#### [Problem]
Copy out all the entries below, swapping every "segmentation" for "outline" and leaving the rest untouched.
___ Supplied entries ___
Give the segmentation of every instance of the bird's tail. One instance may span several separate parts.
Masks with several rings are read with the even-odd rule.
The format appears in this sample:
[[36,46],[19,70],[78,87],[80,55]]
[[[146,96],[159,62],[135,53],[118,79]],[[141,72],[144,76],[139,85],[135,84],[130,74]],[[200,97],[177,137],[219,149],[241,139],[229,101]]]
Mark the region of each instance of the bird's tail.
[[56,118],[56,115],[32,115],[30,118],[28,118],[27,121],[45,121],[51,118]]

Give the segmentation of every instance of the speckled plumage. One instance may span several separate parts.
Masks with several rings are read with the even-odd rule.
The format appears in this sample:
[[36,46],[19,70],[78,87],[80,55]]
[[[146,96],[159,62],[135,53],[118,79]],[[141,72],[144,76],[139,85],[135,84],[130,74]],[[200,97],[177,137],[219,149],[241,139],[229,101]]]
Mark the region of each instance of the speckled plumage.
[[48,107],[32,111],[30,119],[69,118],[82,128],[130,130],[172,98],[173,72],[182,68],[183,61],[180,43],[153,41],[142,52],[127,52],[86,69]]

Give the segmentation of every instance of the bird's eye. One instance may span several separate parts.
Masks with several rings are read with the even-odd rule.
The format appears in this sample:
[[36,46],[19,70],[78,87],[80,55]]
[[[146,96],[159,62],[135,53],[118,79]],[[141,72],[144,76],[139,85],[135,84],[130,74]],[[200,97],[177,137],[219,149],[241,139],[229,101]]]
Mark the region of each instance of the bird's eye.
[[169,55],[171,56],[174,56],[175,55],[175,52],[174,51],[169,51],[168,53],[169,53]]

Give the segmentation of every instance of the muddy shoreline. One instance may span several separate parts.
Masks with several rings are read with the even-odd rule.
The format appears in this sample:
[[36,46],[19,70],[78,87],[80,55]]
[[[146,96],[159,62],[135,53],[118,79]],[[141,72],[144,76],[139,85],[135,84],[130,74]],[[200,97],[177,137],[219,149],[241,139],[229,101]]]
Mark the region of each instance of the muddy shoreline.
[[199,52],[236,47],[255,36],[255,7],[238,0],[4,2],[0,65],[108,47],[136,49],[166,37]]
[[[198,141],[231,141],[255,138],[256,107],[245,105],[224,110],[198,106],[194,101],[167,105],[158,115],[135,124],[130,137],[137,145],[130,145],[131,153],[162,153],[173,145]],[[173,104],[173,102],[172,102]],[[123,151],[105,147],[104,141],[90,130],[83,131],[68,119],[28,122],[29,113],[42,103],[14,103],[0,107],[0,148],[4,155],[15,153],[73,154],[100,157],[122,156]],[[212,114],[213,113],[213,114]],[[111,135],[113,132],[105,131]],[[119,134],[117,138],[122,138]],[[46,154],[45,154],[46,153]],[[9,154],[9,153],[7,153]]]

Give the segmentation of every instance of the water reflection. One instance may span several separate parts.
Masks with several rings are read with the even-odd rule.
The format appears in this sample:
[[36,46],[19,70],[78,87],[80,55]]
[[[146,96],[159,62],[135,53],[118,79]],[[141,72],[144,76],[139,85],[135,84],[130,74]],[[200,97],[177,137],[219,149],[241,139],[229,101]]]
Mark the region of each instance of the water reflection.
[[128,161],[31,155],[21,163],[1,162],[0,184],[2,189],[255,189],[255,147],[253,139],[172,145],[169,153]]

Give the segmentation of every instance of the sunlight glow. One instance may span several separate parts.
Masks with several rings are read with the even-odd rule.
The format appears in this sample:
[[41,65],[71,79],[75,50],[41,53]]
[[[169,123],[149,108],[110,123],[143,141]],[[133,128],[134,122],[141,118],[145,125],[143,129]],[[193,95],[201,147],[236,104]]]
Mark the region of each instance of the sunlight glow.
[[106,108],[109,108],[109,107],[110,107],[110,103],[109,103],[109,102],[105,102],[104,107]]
___
#### [Answer to this problem]
Give the outline of every instance of the bird's tail. One instance may span several separate parts.
Masks with several rings are read with the even-odd rule.
The format appears in this sample:
[[36,46],[19,70],[78,87],[80,55]]
[[[146,96],[159,62],[135,53],[118,79]],[[141,72],[144,76],[139,85],[135,84],[130,74]],[[200,97],[177,137],[219,149],[241,139],[229,101]]]
Mark the region of each instance of the bird's tail.
[[56,118],[56,115],[32,115],[30,118],[28,118],[27,121],[45,121],[51,118]]

Give the outline of every instance of the speckled plumage. One instance may span several separate parts.
Masks with several rings are read with the even-odd rule.
The format appears in this sample:
[[36,46],[19,70],[78,87],[80,55]]
[[[146,96],[159,62],[135,53],[118,79]],[[141,72],[144,76],[139,85],[135,84],[130,74]],[[200,97],[177,137],[219,149],[241,139],[229,101]]]
Mark the region of each instance of the speckled plumage.
[[48,107],[32,111],[30,119],[69,118],[82,128],[130,130],[172,98],[173,72],[182,68],[183,61],[180,43],[153,41],[142,52],[127,52],[86,69]]

Give the outline of every instance of the bird's eye. One instance may span several separate parts.
Masks with several rings are read with the even-odd rule.
The format appears in this sample:
[[36,46],[19,70],[78,87],[80,55]]
[[[146,96],[159,62],[135,53],[118,79]],[[141,72],[144,76],[139,85],[135,84],[130,74]],[[200,97],[177,137],[219,149],[241,139],[229,101]]]
Mark the region of each instance of the bird's eye.
[[169,55],[171,56],[174,56],[175,55],[175,52],[174,51],[169,51],[168,53],[169,53]]

Give the outline of every instance of the muddy shoreline. One instance may span several separate parts.
Masks with several rings are read with the even-odd rule.
The format appears in this sample:
[[36,46],[19,70],[78,87],[80,55]]
[[[146,96],[159,62],[135,53],[118,79]],[[141,72],[144,76],[139,85],[135,84],[130,74]],[[200,97],[177,137],[219,149],[241,139],[229,101]]]
Mark the region of each instance of the muddy shoreline.
[[199,52],[236,47],[255,36],[255,7],[238,0],[4,2],[0,65],[108,47],[136,49],[166,37]]
[[[198,141],[231,141],[255,138],[256,107],[245,105],[224,110],[198,106],[194,101],[167,105],[158,115],[135,124],[130,137],[137,145],[130,145],[131,153],[162,153],[173,145]],[[173,104],[173,102],[172,102]],[[123,151],[105,147],[104,141],[90,130],[83,131],[68,119],[28,122],[29,113],[42,103],[14,103],[0,107],[0,148],[4,155],[15,153],[73,154],[100,157],[122,156]],[[212,114],[213,113],[213,114]],[[111,135],[113,132],[105,131]],[[119,134],[117,138],[122,138]],[[46,154],[45,154],[46,153]],[[9,154],[9,153],[7,153]]]

Give the outline of every instance of the water reflection. One instance may span several separate parts.
Masks with several rings are read with the even-odd rule.
The format appears in this sample:
[[36,46],[19,70],[78,87],[80,55]]
[[[146,96],[159,62],[135,53],[118,79]],[[141,72],[144,76],[139,85],[135,84],[130,74]],[[200,97],[177,137],[219,149],[241,139],[229,101]]]
Mark the region of each instance of the water reflection.
[[128,161],[31,155],[21,163],[1,162],[0,184],[2,189],[255,189],[255,147],[253,139],[172,145],[169,153]]

Give the outline of every instance of the sunlight glow. One instance may span several separate parts.
Masks with several rings are read with the even-odd rule.
The format appears in this sample:
[[41,65],[71,79],[75,50],[41,53]]
[[[169,123],[149,108],[110,123],[143,141]],[[133,128],[134,122],[141,118],[145,125],[143,129]],[[193,95],[201,147],[236,104]]]
Mark the region of each instance of the sunlight glow.
[[106,108],[109,108],[109,107],[110,107],[110,103],[109,103],[109,102],[105,102],[104,107]]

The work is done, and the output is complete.